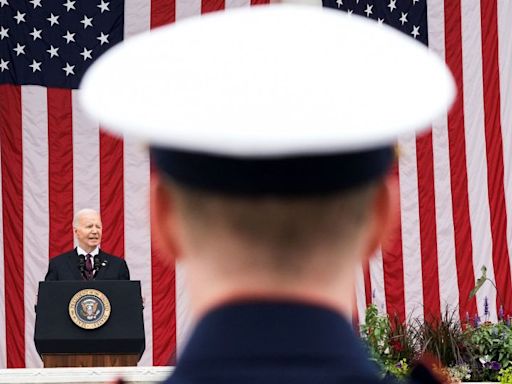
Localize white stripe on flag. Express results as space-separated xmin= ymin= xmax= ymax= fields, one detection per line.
xmin=21 ymin=86 xmax=49 ymax=368
xmin=427 ymin=1 xmax=459 ymax=319
xmin=175 ymin=0 xmax=201 ymax=358
xmin=124 ymin=0 xmax=151 ymax=39
xmin=176 ymin=263 xmax=194 ymax=357
xmin=461 ymin=1 xmax=496 ymax=321
xmin=349 ymin=264 xmax=366 ymax=324
xmin=124 ymin=139 xmax=153 ymax=366
xmin=123 ymin=0 xmax=153 ymax=366
xmin=370 ymin=248 xmax=386 ymax=313
xmin=71 ymin=90 xmax=100 ymax=213
xmin=225 ymin=0 xmax=251 ymax=9
xmin=176 ymin=0 xmax=201 ymax=21
xmin=398 ymin=136 xmax=423 ymax=318
xmin=0 ymin=103 xmax=7 ymax=369
xmin=498 ymin=0 xmax=512 ymax=284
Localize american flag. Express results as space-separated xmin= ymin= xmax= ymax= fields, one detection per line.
xmin=0 ymin=0 xmax=512 ymax=368
xmin=324 ymin=0 xmax=512 ymax=328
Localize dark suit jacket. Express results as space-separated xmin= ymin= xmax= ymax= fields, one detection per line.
xmin=163 ymin=301 xmax=437 ymax=384
xmin=44 ymin=248 xmax=130 ymax=281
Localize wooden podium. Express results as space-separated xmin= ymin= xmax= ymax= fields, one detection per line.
xmin=34 ymin=280 xmax=145 ymax=368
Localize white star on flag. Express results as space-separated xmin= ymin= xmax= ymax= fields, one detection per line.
xmin=62 ymin=31 xmax=75 ymax=44
xmin=14 ymin=11 xmax=26 ymax=24
xmin=46 ymin=45 xmax=59 ymax=59
xmin=62 ymin=0 xmax=76 ymax=12
xmin=96 ymin=32 xmax=108 ymax=45
xmin=80 ymin=47 xmax=92 ymax=61
xmin=411 ymin=25 xmax=420 ymax=38
xmin=46 ymin=13 xmax=60 ymax=27
xmin=364 ymin=4 xmax=373 ymax=17
xmin=0 ymin=59 xmax=9 ymax=72
xmin=400 ymin=12 xmax=407 ymax=25
xmin=29 ymin=60 xmax=41 ymax=72
xmin=62 ymin=63 xmax=75 ymax=77
xmin=13 ymin=43 xmax=25 ymax=56
xmin=29 ymin=0 xmax=43 ymax=9
xmin=80 ymin=15 xmax=92 ymax=29
xmin=97 ymin=0 xmax=111 ymax=13
xmin=29 ymin=27 xmax=43 ymax=41
xmin=0 ymin=26 xmax=9 ymax=40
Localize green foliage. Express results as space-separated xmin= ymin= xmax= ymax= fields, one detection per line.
xmin=498 ymin=367 xmax=512 ymax=384
xmin=465 ymin=321 xmax=512 ymax=381
xmin=361 ymin=305 xmax=512 ymax=384
xmin=412 ymin=309 xmax=473 ymax=367
xmin=361 ymin=304 xmax=414 ymax=377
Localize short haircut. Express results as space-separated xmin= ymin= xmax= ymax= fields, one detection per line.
xmin=73 ymin=208 xmax=99 ymax=228
xmin=171 ymin=182 xmax=378 ymax=270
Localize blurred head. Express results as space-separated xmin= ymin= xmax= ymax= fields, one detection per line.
xmin=152 ymin=172 xmax=393 ymax=308
xmin=73 ymin=209 xmax=102 ymax=252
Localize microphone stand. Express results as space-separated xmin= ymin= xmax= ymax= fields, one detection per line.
xmin=78 ymin=255 xmax=85 ymax=279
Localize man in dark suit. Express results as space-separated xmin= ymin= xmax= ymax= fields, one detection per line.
xmin=44 ymin=209 xmax=130 ymax=281
xmin=81 ymin=6 xmax=454 ymax=384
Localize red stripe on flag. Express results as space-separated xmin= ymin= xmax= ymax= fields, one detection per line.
xmin=352 ymin=290 xmax=365 ymax=335
xmin=416 ymin=132 xmax=441 ymax=319
xmin=363 ymin=259 xmax=373 ymax=307
xmin=47 ymin=88 xmax=73 ymax=257
xmin=151 ymin=0 xmax=176 ymax=366
xmin=480 ymin=0 xmax=512 ymax=313
xmin=0 ymin=85 xmax=25 ymax=368
xmin=201 ymin=0 xmax=224 ymax=14
xmin=100 ymin=130 xmax=124 ymax=258
xmin=444 ymin=0 xmax=477 ymax=319
xmin=151 ymin=0 xmax=176 ymax=29
xmin=151 ymin=234 xmax=177 ymax=366
xmin=382 ymin=165 xmax=406 ymax=322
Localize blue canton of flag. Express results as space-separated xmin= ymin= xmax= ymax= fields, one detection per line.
xmin=324 ymin=0 xmax=428 ymax=45
xmin=0 ymin=0 xmax=124 ymax=88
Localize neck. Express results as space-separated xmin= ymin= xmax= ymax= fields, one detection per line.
xmin=79 ymin=245 xmax=96 ymax=253
xmin=185 ymin=258 xmax=355 ymax=320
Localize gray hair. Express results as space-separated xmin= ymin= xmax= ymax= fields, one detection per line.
xmin=73 ymin=208 xmax=99 ymax=228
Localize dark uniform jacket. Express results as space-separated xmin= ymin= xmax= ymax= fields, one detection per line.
xmin=44 ymin=248 xmax=130 ymax=281
xmin=167 ymin=302 xmax=444 ymax=384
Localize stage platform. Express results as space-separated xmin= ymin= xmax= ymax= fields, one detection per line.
xmin=0 ymin=367 xmax=173 ymax=384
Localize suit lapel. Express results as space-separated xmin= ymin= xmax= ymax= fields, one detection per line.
xmin=94 ymin=249 xmax=110 ymax=280
xmin=68 ymin=248 xmax=83 ymax=280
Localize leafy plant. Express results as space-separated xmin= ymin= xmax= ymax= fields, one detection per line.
xmin=413 ymin=308 xmax=473 ymax=367
xmin=465 ymin=321 xmax=512 ymax=380
xmin=361 ymin=304 xmax=414 ymax=377
xmin=498 ymin=367 xmax=512 ymax=384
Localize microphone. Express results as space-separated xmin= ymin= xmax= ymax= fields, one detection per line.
xmin=94 ymin=257 xmax=101 ymax=272
xmin=78 ymin=255 xmax=85 ymax=273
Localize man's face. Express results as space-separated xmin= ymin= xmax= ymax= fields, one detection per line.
xmin=75 ymin=213 xmax=102 ymax=252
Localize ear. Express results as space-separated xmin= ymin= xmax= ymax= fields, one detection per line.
xmin=150 ymin=172 xmax=181 ymax=262
xmin=365 ymin=175 xmax=400 ymax=258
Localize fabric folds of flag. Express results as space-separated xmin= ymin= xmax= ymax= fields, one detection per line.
xmin=324 ymin=0 xmax=512 ymax=330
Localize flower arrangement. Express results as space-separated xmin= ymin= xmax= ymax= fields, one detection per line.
xmin=360 ymin=267 xmax=512 ymax=384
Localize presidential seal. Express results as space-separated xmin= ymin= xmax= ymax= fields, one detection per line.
xmin=69 ymin=289 xmax=110 ymax=329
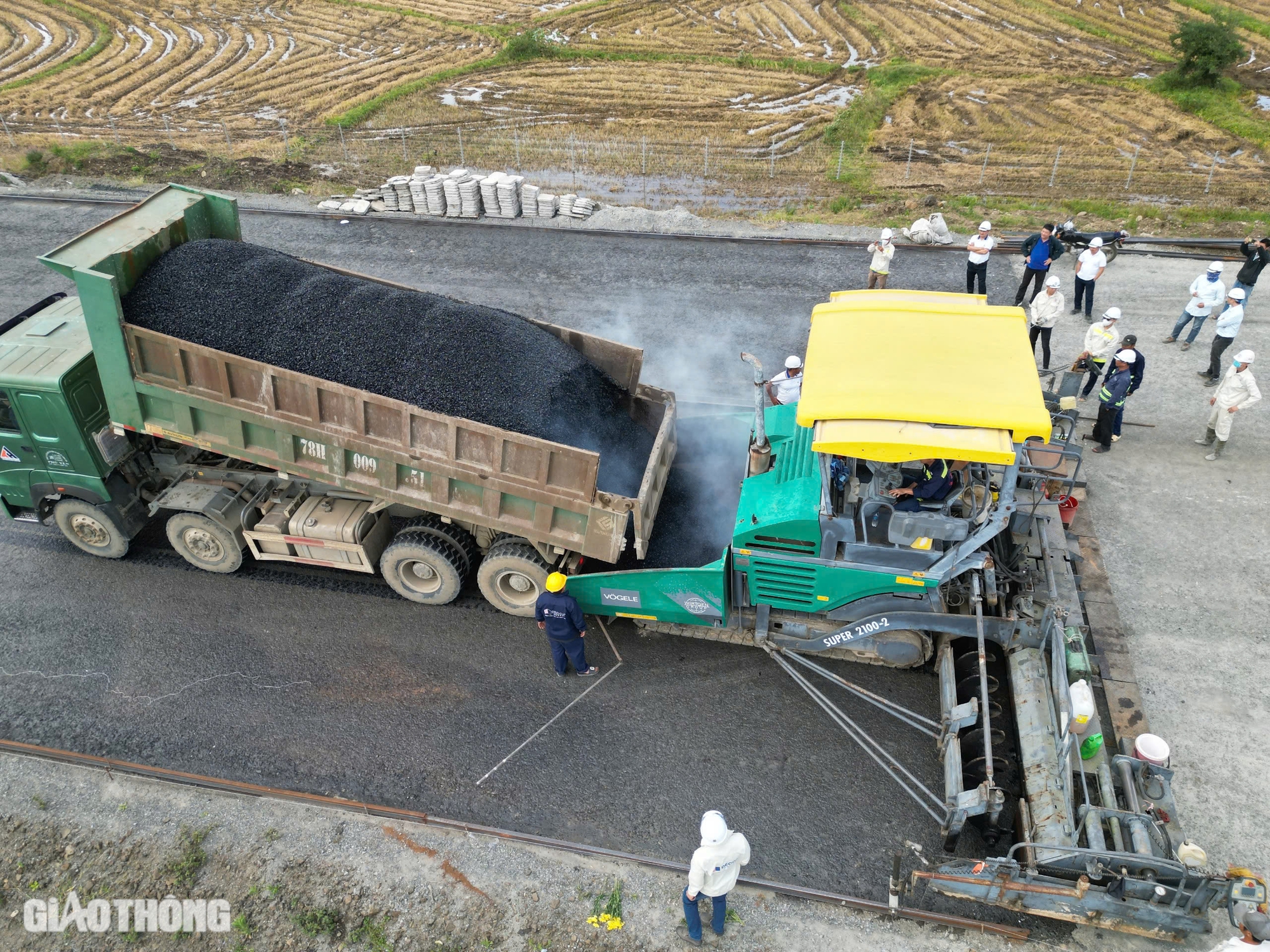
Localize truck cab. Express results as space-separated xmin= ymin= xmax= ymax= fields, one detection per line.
xmin=0 ymin=294 xmax=140 ymax=555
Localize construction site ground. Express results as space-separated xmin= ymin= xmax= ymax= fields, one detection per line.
xmin=0 ymin=190 xmax=1270 ymax=948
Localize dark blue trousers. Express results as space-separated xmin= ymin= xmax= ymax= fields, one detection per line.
xmin=683 ymin=887 xmax=728 ymax=939
xmin=547 ymin=635 xmax=587 ymax=674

^^^^

* _Problem requirements_: Quote the lines starting at the one containing "Localize short haircut." and ending at the one containing "xmin=81 ymin=6 xmax=454 ymax=384", including both.

* _Completed exercise_:
Localize short haircut. Express results as space-separated xmin= ymin= xmax= ymax= fields, one detection per line.
xmin=73 ymin=208 xmax=99 ymax=228
xmin=171 ymin=182 xmax=378 ymax=270
Localize blurred head. Express results as space-separated xmin= ymin= xmax= ymax= fields, one detection per line.
xmin=152 ymin=172 xmax=393 ymax=308
xmin=73 ymin=209 xmax=102 ymax=252
Localize microphone stand. Express results as space-separated xmin= ymin= xmax= ymax= fields, one detection per line.
xmin=78 ymin=255 xmax=85 ymax=279
Localize man in dark suit. Express results as space-separated xmin= ymin= xmax= ymax= fields, one detection per line.
xmin=44 ymin=209 xmax=130 ymax=281
xmin=81 ymin=6 xmax=454 ymax=384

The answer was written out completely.